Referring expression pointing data
== Segment start ==
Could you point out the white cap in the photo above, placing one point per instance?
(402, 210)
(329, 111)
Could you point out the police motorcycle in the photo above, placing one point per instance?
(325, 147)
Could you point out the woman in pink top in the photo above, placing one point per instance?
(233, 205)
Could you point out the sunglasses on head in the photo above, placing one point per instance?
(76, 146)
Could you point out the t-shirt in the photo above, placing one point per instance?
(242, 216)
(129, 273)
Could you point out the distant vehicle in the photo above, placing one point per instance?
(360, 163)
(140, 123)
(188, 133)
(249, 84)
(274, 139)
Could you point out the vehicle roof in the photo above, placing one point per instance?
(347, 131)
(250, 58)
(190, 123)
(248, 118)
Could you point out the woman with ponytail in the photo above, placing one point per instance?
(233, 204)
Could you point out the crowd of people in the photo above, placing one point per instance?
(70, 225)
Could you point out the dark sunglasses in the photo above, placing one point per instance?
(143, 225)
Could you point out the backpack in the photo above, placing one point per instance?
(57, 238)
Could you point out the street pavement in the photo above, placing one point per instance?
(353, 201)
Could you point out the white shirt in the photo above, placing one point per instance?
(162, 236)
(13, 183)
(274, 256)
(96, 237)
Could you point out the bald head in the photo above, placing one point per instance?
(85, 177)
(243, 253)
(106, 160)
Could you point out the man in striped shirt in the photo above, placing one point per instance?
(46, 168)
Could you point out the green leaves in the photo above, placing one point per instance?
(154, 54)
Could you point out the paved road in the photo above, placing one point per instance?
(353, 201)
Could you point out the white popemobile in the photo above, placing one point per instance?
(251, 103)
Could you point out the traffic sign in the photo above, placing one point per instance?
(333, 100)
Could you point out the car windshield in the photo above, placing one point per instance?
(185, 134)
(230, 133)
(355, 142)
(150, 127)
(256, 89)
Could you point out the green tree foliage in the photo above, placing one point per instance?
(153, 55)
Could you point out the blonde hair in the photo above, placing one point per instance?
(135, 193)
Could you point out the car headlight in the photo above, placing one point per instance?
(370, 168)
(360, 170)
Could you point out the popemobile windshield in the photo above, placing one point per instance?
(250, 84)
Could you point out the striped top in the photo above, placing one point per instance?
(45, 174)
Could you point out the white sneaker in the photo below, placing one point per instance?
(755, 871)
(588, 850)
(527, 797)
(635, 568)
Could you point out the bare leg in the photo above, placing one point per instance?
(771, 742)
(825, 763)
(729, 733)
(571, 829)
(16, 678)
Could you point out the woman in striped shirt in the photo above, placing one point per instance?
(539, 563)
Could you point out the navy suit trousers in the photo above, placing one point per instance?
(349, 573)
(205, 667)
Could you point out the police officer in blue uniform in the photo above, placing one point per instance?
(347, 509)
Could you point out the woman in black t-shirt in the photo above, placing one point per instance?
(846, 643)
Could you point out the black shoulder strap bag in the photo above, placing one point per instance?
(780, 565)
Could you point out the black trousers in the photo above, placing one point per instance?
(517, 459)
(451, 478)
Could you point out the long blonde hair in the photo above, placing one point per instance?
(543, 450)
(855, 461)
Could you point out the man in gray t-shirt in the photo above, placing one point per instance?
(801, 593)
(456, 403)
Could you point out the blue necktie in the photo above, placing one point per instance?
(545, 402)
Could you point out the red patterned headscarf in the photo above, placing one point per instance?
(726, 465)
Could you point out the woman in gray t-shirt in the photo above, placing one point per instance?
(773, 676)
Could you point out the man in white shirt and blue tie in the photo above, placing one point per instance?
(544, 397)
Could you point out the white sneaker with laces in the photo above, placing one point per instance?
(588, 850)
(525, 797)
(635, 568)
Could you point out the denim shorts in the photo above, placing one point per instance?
== Segment end ==
Give back, word for word, the lines of the records that run from the one holding "Could you point out the woman in striped" to the very last.

Could you point out the woman in striped shirt in the photo above, placing one point per instance?
(539, 563)
Could you point out the navy suit trousers in the photo above, placing one point per instance?
(349, 573)
(205, 667)
Could you point out the police officer in blue uniform in the photo above, placing one point per instance?
(347, 509)
Could you point out the woman in black t-shirt in the photo above, placing one point per instance?
(846, 643)
Could you point out the black shoulder strap bag in the photo above, placing one point per instance?
(780, 565)
Could you point out the black trousers in the photo above, placing one point per instance?
(517, 459)
(451, 478)
Could you point out the long blonde hair in the photo above, placing one point per instance?
(543, 450)
(855, 461)
Could you point out the man in gray t-shirt in the photo above, placing one point per instance?
(801, 593)
(456, 403)
Could you point out the blue necktie in the photo above, placing one point per instance?
(545, 402)
Could you point out the red patterned headscarf in the photo above, placing one point per instance?
(726, 465)
Could you point out the woman in gray t-shirt in the photo above, placing one point per instance?
(773, 676)
Could you point out the man in white shirt and blue tie in the photo above, placing one point per instance?
(544, 397)
Could you point out the white sneaker with laces in the photo above, placing one point per instance?
(588, 850)
(525, 797)
(635, 568)
Could you point out the denim shorts in the photo above, placing one point per instance?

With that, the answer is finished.